#### Supplied entries
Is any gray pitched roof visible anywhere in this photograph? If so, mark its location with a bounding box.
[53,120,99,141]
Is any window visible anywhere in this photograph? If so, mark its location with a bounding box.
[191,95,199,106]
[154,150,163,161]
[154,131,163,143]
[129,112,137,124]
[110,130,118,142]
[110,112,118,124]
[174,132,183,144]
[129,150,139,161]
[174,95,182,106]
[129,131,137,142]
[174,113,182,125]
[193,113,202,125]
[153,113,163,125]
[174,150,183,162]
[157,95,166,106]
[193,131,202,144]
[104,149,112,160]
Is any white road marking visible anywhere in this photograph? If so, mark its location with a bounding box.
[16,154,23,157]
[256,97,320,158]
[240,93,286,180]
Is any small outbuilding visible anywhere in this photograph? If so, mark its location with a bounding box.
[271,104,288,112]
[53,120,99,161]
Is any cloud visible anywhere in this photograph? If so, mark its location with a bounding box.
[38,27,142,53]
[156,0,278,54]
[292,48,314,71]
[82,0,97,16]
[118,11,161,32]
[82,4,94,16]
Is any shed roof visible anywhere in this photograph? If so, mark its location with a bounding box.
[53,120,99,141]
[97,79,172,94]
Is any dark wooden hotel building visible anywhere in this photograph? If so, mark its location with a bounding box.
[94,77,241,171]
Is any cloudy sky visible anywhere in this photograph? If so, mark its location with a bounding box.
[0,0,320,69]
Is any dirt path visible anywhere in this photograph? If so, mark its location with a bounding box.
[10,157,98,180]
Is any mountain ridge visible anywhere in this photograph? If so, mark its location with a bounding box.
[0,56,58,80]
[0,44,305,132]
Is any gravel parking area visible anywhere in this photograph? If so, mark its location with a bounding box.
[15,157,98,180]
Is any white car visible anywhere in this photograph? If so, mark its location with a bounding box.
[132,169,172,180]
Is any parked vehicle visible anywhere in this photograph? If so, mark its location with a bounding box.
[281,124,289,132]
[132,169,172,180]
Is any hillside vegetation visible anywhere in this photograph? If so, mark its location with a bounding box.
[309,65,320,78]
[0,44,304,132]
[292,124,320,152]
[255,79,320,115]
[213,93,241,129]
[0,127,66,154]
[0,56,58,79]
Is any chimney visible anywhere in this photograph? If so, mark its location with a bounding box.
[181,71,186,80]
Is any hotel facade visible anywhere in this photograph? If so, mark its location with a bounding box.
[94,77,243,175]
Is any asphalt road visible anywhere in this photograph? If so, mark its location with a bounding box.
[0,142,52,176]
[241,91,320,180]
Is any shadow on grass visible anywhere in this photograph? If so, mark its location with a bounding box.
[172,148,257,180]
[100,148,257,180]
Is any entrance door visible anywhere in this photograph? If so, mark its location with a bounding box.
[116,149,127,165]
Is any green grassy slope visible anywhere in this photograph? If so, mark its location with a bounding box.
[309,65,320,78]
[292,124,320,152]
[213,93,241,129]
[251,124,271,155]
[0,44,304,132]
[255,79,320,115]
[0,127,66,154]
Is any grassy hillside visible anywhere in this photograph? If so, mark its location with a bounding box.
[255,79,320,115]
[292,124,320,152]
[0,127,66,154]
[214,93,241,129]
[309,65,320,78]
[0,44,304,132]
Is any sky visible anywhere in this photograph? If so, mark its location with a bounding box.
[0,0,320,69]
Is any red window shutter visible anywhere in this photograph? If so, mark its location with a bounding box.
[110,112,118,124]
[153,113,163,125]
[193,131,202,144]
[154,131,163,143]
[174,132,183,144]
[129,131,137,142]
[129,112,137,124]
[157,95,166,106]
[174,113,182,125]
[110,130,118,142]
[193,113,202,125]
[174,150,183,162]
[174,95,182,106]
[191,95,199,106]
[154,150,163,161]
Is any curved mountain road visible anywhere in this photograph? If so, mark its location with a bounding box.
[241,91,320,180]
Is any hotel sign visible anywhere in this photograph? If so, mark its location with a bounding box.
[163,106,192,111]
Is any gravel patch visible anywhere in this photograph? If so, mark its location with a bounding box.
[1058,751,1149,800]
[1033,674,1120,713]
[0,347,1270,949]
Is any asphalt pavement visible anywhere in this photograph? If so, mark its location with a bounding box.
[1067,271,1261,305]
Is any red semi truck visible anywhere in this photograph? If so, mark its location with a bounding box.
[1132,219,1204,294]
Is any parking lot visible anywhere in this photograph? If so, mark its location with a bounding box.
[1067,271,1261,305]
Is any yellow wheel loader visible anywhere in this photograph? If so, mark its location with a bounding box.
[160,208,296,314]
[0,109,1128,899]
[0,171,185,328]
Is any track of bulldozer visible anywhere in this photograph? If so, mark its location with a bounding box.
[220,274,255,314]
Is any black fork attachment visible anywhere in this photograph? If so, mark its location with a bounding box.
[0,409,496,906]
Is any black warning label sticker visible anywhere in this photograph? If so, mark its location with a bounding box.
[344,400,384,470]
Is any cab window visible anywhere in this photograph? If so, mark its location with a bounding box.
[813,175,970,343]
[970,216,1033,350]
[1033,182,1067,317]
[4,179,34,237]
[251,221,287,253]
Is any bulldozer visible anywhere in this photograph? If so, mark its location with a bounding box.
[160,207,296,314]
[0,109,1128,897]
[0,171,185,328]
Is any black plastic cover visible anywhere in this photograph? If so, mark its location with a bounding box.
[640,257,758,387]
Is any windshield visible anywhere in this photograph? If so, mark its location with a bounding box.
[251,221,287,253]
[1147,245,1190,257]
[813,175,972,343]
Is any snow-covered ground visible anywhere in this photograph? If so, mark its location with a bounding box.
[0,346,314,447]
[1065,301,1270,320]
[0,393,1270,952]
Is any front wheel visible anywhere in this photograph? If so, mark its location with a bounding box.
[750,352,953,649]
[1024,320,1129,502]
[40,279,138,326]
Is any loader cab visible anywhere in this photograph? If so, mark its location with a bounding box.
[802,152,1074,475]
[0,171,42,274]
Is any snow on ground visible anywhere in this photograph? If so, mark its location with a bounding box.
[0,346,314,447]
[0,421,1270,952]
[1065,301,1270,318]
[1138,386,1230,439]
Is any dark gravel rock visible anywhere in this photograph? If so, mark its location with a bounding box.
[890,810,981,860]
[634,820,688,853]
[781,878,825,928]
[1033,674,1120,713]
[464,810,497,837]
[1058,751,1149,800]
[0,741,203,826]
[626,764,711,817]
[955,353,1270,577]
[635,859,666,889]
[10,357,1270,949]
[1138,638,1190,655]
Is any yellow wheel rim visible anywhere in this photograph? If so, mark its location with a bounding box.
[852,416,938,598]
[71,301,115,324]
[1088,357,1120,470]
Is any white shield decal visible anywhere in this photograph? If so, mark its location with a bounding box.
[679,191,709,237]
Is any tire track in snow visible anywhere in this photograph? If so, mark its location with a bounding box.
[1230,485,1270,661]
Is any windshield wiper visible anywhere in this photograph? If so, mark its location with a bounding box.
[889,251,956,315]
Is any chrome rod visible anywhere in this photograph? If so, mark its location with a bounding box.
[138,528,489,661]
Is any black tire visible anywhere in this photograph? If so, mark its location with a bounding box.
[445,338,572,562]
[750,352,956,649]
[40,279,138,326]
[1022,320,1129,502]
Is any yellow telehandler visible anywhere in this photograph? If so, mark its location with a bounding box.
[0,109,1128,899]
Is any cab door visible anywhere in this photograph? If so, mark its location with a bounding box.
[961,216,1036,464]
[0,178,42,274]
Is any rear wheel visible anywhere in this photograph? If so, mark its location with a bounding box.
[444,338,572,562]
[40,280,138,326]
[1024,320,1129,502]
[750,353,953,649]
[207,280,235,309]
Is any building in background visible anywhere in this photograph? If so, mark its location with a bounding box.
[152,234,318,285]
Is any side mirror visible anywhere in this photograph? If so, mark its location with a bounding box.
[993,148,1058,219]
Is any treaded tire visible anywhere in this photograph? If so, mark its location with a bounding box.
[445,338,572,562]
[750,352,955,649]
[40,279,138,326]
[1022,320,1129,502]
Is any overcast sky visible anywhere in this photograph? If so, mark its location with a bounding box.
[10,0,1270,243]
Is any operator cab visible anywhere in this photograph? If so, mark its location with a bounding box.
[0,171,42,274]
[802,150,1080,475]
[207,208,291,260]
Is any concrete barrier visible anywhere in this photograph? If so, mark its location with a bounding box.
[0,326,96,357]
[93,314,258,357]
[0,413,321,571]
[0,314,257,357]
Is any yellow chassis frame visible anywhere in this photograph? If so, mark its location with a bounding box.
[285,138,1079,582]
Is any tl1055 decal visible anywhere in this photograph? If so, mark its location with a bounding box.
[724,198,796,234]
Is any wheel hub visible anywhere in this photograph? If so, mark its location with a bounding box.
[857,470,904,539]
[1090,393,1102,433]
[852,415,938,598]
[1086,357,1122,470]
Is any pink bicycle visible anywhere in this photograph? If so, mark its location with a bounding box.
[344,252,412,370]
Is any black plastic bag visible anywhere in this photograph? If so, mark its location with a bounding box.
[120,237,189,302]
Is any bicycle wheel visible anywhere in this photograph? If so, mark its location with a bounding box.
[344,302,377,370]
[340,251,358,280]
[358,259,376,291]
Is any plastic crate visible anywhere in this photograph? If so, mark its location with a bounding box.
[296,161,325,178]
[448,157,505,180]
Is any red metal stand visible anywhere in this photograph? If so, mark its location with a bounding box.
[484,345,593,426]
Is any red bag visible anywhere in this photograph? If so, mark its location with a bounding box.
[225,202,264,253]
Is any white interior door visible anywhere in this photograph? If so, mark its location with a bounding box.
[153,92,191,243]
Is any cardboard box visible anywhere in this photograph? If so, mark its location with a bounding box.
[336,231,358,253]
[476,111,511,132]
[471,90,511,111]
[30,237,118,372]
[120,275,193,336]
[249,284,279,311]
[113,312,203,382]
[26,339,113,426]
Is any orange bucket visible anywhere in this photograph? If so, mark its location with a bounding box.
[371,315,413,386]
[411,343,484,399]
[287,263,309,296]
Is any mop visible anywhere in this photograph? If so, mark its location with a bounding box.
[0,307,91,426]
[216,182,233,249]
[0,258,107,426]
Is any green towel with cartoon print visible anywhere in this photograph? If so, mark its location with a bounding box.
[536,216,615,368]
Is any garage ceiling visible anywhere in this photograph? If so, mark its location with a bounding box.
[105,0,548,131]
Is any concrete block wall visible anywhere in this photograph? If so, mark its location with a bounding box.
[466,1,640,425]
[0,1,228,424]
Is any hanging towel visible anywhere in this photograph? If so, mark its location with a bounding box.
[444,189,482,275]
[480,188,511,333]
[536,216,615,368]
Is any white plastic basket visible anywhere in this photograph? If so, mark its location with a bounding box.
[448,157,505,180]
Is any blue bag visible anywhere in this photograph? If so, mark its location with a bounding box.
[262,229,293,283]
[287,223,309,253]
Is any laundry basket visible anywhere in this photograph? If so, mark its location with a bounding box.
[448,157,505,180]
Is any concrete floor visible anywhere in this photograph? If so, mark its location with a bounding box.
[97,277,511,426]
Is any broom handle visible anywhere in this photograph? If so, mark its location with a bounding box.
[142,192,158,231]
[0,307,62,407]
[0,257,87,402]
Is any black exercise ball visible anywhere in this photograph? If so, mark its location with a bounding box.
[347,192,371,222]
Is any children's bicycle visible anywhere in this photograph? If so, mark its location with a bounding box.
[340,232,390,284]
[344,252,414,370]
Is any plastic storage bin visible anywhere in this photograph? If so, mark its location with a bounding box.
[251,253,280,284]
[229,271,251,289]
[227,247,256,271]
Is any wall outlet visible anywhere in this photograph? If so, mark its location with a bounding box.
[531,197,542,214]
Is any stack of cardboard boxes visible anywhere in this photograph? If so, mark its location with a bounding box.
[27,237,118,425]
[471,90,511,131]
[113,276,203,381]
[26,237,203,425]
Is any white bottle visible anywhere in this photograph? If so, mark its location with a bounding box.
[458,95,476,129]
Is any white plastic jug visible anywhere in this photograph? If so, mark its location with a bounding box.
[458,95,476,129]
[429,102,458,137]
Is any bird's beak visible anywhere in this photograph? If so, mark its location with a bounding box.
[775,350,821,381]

#### Exercise directions
Track down every line of the records that contains the string "wall", treating uppercase and lowercase letters as different, and copy each of those lines.

#### Task answer
Is any concrete block wall visible anywhere in this photograph? If so, mark its location with a bounding box.
Is any wall outlet visible anywhere in this photograph? If so, mark its location with a bounding box.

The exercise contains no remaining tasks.